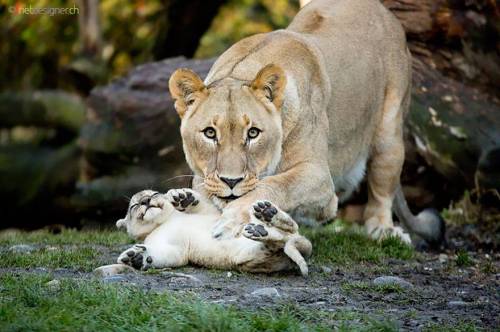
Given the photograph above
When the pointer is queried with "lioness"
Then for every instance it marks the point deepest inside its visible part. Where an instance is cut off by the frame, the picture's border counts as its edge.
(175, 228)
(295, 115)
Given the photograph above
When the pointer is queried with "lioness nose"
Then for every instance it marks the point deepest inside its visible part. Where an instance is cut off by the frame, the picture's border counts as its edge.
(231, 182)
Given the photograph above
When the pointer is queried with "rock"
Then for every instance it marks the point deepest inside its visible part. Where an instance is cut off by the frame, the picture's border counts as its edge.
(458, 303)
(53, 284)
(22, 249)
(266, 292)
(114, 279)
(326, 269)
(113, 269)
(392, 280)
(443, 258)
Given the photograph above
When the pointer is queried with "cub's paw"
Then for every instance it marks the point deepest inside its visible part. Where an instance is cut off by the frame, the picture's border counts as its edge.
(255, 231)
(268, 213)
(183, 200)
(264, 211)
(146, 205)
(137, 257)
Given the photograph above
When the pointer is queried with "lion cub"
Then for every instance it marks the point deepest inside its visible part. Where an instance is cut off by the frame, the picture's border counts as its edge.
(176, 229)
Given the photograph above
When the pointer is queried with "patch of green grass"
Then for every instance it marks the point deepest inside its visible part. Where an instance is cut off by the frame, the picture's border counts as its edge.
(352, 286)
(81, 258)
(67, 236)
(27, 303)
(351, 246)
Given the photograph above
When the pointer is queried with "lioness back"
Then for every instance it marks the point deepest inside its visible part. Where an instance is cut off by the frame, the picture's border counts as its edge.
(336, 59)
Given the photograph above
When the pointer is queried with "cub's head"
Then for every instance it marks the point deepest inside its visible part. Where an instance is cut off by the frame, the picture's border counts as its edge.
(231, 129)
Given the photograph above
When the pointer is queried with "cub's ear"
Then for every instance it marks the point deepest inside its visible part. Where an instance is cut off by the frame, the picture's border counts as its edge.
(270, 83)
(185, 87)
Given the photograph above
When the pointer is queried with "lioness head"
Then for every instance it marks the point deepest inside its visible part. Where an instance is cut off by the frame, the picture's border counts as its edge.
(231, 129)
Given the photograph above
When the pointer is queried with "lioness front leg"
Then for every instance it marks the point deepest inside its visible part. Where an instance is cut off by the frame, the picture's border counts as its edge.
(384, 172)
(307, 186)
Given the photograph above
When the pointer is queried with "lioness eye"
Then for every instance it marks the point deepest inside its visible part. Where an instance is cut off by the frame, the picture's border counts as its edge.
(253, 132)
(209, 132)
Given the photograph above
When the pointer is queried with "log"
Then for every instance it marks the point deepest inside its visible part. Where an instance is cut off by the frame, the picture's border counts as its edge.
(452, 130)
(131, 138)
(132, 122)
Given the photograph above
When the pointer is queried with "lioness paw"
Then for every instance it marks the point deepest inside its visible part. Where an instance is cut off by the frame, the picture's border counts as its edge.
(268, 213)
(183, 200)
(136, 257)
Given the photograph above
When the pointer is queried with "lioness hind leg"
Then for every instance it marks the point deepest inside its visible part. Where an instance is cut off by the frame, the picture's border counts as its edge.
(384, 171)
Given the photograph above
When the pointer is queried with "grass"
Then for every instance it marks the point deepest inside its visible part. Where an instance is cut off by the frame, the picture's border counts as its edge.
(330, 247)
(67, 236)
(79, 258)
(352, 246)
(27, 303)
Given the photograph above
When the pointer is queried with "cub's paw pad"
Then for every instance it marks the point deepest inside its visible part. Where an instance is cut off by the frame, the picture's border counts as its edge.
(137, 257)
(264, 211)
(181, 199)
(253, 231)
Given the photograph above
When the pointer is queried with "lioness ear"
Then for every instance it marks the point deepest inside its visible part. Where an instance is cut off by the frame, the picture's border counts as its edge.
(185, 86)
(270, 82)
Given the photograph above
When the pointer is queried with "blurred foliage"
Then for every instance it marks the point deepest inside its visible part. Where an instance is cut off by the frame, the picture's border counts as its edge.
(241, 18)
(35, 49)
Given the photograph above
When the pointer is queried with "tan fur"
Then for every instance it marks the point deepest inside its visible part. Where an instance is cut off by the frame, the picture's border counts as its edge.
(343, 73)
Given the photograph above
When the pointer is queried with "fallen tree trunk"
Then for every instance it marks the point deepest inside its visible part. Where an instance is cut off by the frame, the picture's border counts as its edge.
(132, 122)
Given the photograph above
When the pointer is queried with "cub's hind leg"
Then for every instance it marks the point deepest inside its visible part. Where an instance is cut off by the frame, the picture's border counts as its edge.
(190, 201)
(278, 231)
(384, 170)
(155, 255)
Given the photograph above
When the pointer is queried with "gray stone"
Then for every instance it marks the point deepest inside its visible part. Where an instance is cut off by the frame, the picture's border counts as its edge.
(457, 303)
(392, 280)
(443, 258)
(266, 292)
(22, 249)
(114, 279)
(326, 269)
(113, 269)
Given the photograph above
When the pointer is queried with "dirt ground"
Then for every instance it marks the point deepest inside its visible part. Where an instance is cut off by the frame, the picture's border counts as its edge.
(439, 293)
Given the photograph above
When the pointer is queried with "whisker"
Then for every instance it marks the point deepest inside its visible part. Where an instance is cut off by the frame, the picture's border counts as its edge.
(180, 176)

--

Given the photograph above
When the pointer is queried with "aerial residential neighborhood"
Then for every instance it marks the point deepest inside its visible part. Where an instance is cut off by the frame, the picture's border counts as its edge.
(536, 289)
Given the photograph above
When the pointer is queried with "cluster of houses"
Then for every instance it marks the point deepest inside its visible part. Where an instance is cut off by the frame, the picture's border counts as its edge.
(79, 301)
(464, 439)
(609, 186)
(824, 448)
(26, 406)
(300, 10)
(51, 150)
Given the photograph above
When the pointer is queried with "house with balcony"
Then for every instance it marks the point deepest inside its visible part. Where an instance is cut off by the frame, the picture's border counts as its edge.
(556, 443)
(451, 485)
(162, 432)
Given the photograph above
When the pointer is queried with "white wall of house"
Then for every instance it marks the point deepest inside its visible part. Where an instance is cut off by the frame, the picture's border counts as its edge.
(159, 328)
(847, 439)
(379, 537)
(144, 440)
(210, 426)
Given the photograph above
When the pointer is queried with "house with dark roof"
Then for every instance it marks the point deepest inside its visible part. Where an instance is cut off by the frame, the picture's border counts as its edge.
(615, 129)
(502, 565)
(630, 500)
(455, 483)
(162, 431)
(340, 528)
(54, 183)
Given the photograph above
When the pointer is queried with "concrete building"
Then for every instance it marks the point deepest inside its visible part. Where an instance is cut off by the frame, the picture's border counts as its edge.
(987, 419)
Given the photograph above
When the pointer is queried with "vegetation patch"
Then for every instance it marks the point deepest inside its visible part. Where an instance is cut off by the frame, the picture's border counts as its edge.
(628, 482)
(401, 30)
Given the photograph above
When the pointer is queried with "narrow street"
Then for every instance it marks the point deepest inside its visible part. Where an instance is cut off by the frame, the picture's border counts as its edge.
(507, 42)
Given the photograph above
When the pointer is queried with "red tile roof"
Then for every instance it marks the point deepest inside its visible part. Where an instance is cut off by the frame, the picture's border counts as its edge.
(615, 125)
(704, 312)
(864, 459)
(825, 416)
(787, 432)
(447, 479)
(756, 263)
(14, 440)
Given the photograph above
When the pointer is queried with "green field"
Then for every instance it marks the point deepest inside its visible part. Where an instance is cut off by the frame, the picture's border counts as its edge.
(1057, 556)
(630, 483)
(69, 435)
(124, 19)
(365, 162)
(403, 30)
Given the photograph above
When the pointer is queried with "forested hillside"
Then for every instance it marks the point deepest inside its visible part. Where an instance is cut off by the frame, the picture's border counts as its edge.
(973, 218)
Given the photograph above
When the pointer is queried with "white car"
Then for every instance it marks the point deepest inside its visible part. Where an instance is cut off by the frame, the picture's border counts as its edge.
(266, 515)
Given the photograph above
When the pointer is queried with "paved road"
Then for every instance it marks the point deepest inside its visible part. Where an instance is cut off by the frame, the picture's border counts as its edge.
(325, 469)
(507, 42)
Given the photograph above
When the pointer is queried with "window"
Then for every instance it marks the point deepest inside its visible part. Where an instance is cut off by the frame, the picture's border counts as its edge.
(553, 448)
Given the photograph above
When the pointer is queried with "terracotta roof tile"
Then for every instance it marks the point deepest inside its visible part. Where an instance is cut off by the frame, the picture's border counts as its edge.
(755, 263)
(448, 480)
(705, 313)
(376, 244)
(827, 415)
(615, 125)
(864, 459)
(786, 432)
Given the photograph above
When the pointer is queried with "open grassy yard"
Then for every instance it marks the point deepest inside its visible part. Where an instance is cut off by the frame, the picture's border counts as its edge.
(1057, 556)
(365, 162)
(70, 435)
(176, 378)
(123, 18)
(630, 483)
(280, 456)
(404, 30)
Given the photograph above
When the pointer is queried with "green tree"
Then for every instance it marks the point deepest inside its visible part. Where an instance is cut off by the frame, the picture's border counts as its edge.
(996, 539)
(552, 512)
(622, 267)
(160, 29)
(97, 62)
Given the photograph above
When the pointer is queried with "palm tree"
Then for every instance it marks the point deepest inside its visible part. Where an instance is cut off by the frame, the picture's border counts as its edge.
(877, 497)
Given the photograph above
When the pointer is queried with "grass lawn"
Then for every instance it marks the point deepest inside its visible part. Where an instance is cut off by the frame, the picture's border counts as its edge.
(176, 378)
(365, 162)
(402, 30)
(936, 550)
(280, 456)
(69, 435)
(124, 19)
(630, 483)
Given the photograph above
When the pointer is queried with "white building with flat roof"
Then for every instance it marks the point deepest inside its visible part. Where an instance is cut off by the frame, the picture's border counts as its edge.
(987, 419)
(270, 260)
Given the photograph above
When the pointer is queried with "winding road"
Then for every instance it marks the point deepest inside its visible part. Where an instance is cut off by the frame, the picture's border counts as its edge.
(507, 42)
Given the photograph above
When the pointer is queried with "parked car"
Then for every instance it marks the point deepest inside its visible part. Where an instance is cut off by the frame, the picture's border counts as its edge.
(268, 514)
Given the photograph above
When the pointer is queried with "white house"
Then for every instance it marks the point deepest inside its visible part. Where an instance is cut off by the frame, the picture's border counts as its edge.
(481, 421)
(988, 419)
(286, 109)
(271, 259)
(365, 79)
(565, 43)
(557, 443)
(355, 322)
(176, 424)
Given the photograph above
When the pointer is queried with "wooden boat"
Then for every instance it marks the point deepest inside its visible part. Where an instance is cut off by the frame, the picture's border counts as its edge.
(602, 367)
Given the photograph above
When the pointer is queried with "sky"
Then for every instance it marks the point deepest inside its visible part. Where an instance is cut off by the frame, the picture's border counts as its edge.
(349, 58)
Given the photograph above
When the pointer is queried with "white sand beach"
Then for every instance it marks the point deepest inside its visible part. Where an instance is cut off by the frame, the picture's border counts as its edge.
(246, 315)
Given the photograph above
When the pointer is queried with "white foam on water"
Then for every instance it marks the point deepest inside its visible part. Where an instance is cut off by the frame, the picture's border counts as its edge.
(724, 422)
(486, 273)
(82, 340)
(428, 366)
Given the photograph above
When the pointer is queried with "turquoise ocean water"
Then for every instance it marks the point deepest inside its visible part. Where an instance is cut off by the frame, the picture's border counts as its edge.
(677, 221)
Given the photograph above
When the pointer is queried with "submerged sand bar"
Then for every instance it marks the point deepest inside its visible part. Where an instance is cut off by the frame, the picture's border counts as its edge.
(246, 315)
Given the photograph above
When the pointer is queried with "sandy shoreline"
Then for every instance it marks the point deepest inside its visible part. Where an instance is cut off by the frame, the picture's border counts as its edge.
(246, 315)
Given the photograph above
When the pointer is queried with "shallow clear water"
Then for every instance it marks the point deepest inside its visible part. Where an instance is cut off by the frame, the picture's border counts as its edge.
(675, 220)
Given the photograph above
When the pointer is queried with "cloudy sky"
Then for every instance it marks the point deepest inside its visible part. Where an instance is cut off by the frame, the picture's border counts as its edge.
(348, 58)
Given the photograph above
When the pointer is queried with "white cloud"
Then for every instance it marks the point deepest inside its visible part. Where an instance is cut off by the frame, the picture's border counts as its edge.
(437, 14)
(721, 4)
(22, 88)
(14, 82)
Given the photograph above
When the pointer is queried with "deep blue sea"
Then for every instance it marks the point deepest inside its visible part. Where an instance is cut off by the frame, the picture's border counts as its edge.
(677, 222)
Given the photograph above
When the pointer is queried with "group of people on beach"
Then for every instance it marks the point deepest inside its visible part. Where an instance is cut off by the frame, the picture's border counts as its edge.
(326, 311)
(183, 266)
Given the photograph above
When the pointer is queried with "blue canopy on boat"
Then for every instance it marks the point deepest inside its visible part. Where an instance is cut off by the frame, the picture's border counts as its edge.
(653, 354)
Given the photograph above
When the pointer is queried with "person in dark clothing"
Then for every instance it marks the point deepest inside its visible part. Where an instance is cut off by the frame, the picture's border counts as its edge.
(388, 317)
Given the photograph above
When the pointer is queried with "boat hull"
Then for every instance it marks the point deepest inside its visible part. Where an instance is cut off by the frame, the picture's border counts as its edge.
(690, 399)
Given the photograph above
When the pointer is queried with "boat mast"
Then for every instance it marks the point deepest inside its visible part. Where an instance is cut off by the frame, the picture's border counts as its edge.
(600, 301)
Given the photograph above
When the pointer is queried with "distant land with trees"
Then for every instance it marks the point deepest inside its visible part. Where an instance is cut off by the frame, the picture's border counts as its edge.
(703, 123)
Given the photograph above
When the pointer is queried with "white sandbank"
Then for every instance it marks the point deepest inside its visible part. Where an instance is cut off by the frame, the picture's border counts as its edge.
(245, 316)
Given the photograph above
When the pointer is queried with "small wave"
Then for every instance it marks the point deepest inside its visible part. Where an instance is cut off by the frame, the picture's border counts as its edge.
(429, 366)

---

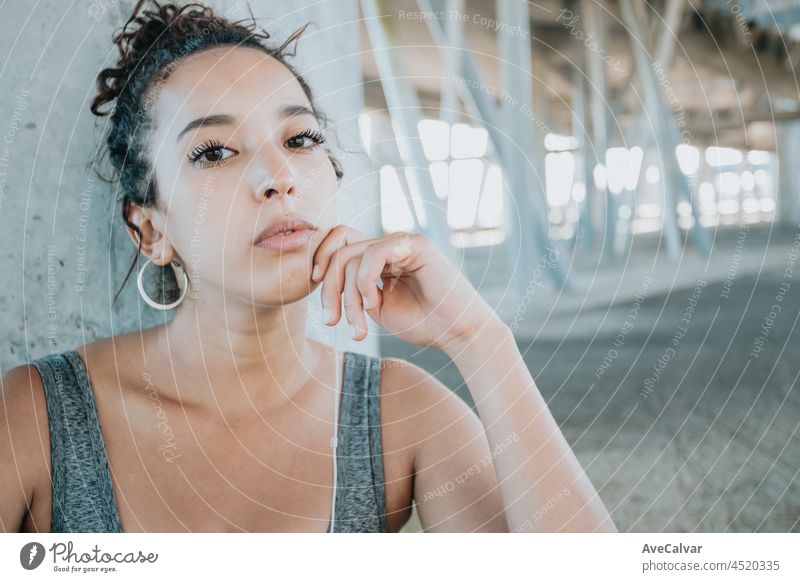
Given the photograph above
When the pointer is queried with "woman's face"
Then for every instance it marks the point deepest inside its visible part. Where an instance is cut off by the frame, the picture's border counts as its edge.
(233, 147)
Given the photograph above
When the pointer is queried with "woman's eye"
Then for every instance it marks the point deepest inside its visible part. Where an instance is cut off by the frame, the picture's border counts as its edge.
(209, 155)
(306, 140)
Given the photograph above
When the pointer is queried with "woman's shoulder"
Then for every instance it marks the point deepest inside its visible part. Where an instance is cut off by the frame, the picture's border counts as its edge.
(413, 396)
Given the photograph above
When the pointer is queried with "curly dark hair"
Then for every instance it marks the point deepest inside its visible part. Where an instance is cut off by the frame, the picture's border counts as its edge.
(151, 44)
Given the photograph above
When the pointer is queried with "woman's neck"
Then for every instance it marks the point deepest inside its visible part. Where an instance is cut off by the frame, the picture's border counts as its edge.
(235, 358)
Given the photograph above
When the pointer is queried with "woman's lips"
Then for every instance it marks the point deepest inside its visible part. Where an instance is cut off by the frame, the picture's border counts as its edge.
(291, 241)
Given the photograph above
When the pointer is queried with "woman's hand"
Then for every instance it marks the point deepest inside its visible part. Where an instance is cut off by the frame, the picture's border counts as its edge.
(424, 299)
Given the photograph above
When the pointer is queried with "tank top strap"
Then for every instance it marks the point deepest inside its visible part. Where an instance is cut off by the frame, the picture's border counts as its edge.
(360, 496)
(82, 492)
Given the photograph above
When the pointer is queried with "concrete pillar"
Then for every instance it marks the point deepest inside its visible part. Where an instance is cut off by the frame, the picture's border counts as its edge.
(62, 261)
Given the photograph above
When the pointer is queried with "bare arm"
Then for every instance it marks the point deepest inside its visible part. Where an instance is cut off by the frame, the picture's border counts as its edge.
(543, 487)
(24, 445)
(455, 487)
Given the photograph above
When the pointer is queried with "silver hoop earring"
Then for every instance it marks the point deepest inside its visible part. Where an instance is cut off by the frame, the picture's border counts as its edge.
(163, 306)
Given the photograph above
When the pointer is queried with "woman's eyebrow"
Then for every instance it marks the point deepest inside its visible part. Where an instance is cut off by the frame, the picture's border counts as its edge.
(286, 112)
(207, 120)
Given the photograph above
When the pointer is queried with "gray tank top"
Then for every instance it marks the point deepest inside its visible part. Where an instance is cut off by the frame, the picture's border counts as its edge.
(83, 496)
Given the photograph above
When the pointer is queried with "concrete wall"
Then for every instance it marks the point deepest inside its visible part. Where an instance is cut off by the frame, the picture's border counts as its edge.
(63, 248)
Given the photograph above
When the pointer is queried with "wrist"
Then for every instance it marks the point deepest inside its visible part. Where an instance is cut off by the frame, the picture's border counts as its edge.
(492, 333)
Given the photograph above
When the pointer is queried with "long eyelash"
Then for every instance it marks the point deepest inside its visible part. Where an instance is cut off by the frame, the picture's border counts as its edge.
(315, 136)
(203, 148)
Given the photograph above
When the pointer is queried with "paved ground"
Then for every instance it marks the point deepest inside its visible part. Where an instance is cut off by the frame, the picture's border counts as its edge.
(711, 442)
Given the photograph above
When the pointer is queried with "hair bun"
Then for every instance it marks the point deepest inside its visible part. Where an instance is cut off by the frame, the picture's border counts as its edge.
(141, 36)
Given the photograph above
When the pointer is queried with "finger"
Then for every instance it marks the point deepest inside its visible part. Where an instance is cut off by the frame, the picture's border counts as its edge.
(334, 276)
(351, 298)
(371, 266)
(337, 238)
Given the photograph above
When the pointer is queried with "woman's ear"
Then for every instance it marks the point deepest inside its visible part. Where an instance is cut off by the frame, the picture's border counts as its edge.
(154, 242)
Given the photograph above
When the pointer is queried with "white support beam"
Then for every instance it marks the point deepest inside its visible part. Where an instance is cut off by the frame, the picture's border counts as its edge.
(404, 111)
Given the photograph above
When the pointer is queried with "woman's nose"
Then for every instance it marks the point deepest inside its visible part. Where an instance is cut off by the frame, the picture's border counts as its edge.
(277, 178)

Work to complete: Look through the listing, and copy each line that contains the word "patch".

Answer for this exercise:
When the pointer is queried with "patch of green grass"
When the pointer is queried with "vegetation patch"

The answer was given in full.